__TEXT__
....................

If divining the difference between an employee and a contractor was difficult before, these new services make it close to impossible. Both judges attested to the challenges a jury will face in weighing the claims against Uber and Lyft. In an extended introductory section to his ruling, Chhabria wrote:
At first glance, Lyft drivers don’t seem much like employees. We generally understand an employee to be someone who works under the direction of a supervisor, for an extended or indefinite period of time, with fairly regular hours, receiving most or all his income from that one employer (or perhaps two employers). Lyft drivers can work as little or as much as they want, and can schedule their driving around their other activities. A person might treat driving for Lyft as a side activity, to be fit into his schedule when time permits and when he needs a little extra income.

....................

__MATERIAL__

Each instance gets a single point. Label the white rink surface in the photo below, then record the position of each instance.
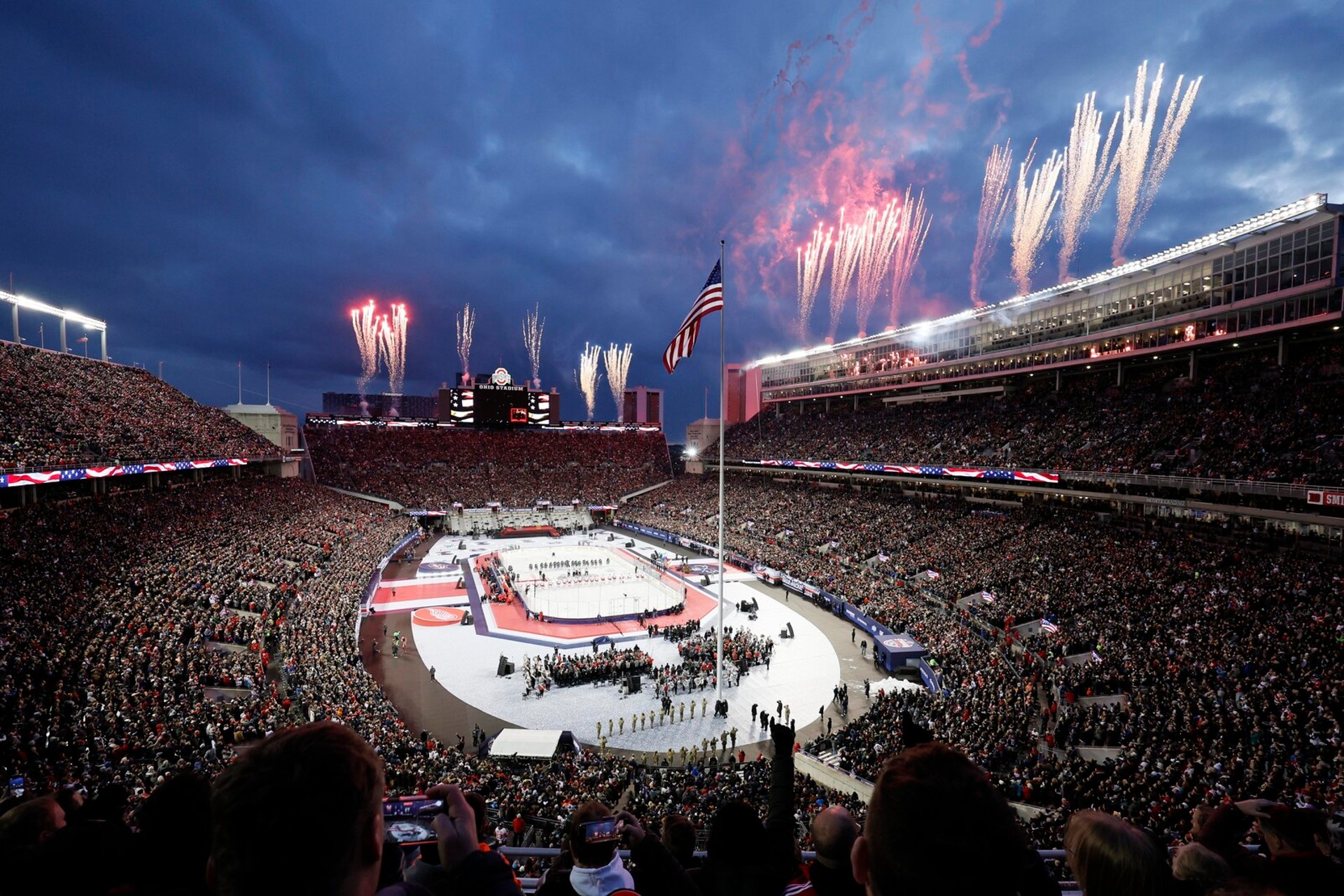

....................

__TASK REQUIREMENTS__
A - Answer the following from the text on Uber and Lyft drivers, one line each:
(i) Against which two companies will a jury weigh the claims?
(ii) According to the general understanding described, under whose direction does an employee work?
(iii) Around what can Lyft drivers schedule their driving?
B - Continue the text on whether Uber and Lyft drivers are employees or contractors, starting after its final sentence.

__ANSWERS PROVIDED__
A -
(i) Uber and Lyft.
(ii) A supervisor.
(iii) Their other activities.

B -
But Lyft drivers don’t seem much like independent contractors either. We generally understand an independent contractor to be someone with a special skill (and with the bargaining power to negotiate a rate for the use of that skill), who serves multiple clients, performing discrete tasks for limited periods, while exercising great discretion over the way the work is actually done. Traditionally, an independent contractor is someone a principal might have found in the Yellow Pages to perform a task that the principal or the principal’s own employees were unable to perform—often something tangential to the day-to-day operations of the principal’s business… Lyft drivers use no special skill when they give rides. Their work is central, not tangential, to Lyft’s business. Lyft might not control when the drivers work, but it has a great deal of power over how they actually do their work, including the power to fire them if they don’t meet Lyft’s specifications about how to give rides. And some Lyft drivers no doubt treat their work as a full-time job—their livelihood may depend solely or primarily on weekly payments from Lyft, even while they lack any power to negotiate their rate of pay. Indeed, this type of Lyft driver—the driver who gives “Lyfts” 50 hours a week and relies on the income to feed his family—looks very much like the kind of worker the California Legislature has always intended to protect as an “employee.”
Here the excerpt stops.